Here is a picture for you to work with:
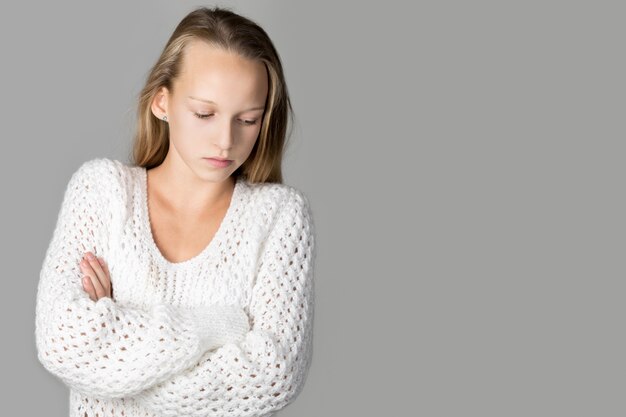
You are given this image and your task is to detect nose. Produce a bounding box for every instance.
[217,120,235,150]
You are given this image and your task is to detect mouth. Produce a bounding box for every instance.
[203,156,232,162]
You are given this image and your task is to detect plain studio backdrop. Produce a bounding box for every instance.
[0,0,626,417]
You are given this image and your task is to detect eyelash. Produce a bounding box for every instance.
[194,113,258,126]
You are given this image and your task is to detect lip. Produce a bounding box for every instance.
[202,158,233,168]
[204,156,232,162]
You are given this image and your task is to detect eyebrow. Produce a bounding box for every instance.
[188,96,265,111]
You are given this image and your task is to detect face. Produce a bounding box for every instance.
[152,40,268,182]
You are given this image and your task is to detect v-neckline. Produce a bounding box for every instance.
[140,167,244,269]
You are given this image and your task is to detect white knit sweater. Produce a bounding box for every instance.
[36,158,315,417]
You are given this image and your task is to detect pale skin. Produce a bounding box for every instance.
[80,40,269,301]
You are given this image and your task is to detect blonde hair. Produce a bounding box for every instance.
[132,7,293,183]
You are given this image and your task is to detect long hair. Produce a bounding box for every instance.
[132,7,293,183]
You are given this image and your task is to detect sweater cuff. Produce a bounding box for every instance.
[182,305,250,351]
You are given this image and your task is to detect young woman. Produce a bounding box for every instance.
[36,8,315,417]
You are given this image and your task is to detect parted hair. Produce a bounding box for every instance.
[132,6,293,183]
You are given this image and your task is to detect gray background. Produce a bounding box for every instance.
[0,0,626,417]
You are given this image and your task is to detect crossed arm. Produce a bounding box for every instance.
[37,159,315,416]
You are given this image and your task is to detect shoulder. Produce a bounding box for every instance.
[246,182,312,221]
[246,179,315,240]
[72,158,122,184]
[66,157,127,206]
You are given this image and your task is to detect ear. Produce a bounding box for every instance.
[150,87,169,119]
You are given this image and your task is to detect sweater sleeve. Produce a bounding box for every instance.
[35,158,250,398]
[134,190,315,417]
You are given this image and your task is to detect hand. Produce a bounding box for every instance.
[80,252,113,301]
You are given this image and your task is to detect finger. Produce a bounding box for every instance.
[87,252,111,298]
[98,257,113,298]
[82,258,105,299]
[83,275,97,301]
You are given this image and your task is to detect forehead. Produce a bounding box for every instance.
[177,40,268,104]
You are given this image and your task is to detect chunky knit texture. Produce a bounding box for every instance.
[36,158,315,417]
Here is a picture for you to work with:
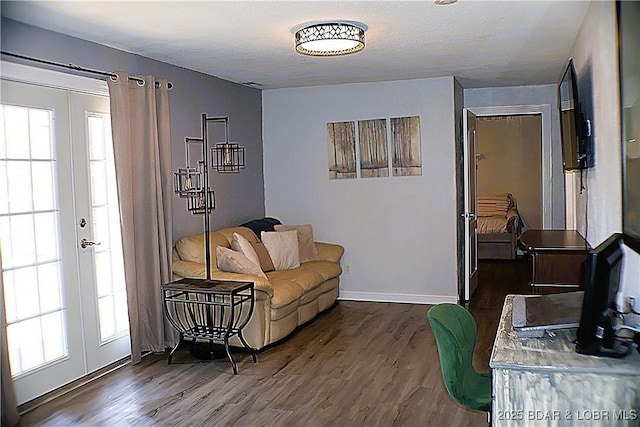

....

Could you transcribe every one of the lines above word for word, leaving the pictures out?

Here is a picture for you to work with:
You are given this image and your task is to detect nose. Produce a bounding box for every instance.
[217,120,235,150]
You are given this image and your task is to detect mouth. Produce a bounding box for every instance.
[203,156,232,162]
You are given this image and your task is to detect plain studio backdrop. Produce a bounding box for every instance.
[0,0,626,417]
You are given this image and your task is to detect eyelash. Produce a bounding box for every instance.
[194,113,258,126]
You are given this image and your task is to detect lip. Produce a bounding box for every instance.
[202,158,233,168]
[204,156,232,162]
You are given this image and your task is to detect eyebrow. Produce a bounding box for every instance.
[188,96,265,111]
You are given this image and your task is to detect face. Produce a bounding box for every instance.
[152,40,268,182]
You are given this image and your task is to detect v-neckline. Produce a bounding box for every instance.
[140,167,244,269]
You are given this image and your task is to detect white knit sweater. Produce a bounding box for every instance.
[36,158,315,417]
You are given this image and your task is to detect pale skin. Produce a bounding box for every instance.
[80,40,269,301]
You are given this image and your task is to detect blonde hair. Produce a bounding box for every instance.
[132,7,293,183]
You are given this image and your task is to detect long hair. Produce a bounding box for every instance.
[132,7,293,183]
You are given this image and your task is to detect sweater cuff. Produce a bounding box for every instance.
[182,305,250,351]
You are given this image and your task is to detect young woman. Produce a bounding box for every instance.
[36,8,315,417]
You are given this image and your task is to detect parted hair. Produce a bounding box for every instance.
[132,6,293,183]
You are given this image and your task is to detect gray background. Produce a bounding box for every instance.
[0,0,626,417]
You are given this image and your task is to detect crossed arm. Produce a bounding box for every instance.
[37,159,315,416]
You are given this image and your task is to detect shoulder. Produce a bounding box for every instance.
[246,182,312,221]
[246,179,315,240]
[72,158,122,184]
[66,157,127,206]
You are given this image and your task is to detect ear. Produce a bounding box for every instance.
[150,87,169,119]
You are given this image and your task is to detect sweater sleeve. Produce a bounding box for every instance.
[35,158,250,398]
[134,190,315,417]
You are given this image and your task is to detect hand. Produce a bounding box for every instance.
[80,252,113,301]
You are given this image and your task is to detect finger. Produce a bounding box for every instance.
[87,252,111,298]
[98,257,113,298]
[82,258,105,299]
[83,275,97,301]
You are given this image and your task is to detect forehead. Produce a bounding box for every instance.
[177,40,268,104]
You are given this image and your task is to detect chunky knit texture. Produce a bounding box for every instance.
[36,158,315,417]
Here is a picture for you to work with:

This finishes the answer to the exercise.